ACTIVITY
Write out the line that contains "Practice step: find every instance of the dark", then every following line to the end of the records below, with no other lines and no changes.

━━━ DATASET EXTRACT

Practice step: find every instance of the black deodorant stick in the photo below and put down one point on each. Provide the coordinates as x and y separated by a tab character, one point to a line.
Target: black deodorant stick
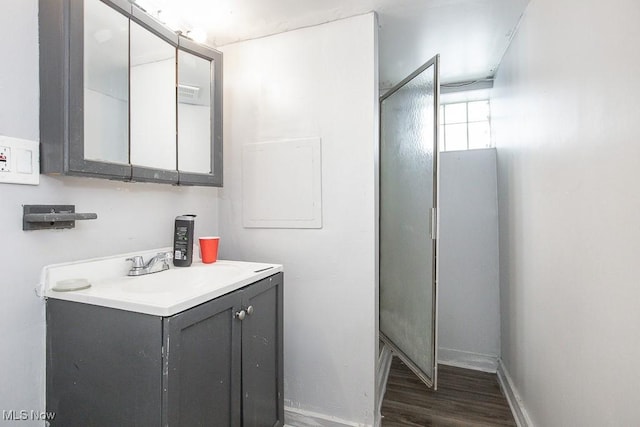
183	240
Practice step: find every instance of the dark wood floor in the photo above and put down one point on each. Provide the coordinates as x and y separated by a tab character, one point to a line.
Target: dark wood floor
464	398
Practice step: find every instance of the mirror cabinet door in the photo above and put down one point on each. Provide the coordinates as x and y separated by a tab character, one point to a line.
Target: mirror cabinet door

━━━━━━

RESPONSE TO THE TASK
Practice step: find every instance of the dark wood floor in the photo above and put down one point on each. Provide the coordinates as x and y separated by a tab character, one point to a line.
Target: dark wood floor
464	398
Practice step: find every instance of the mirror cabinet door in the photo above and put down one point on each. Provide the coordinates as x and y separated by a tab character, one point to a line.
Target: mirror cabinet door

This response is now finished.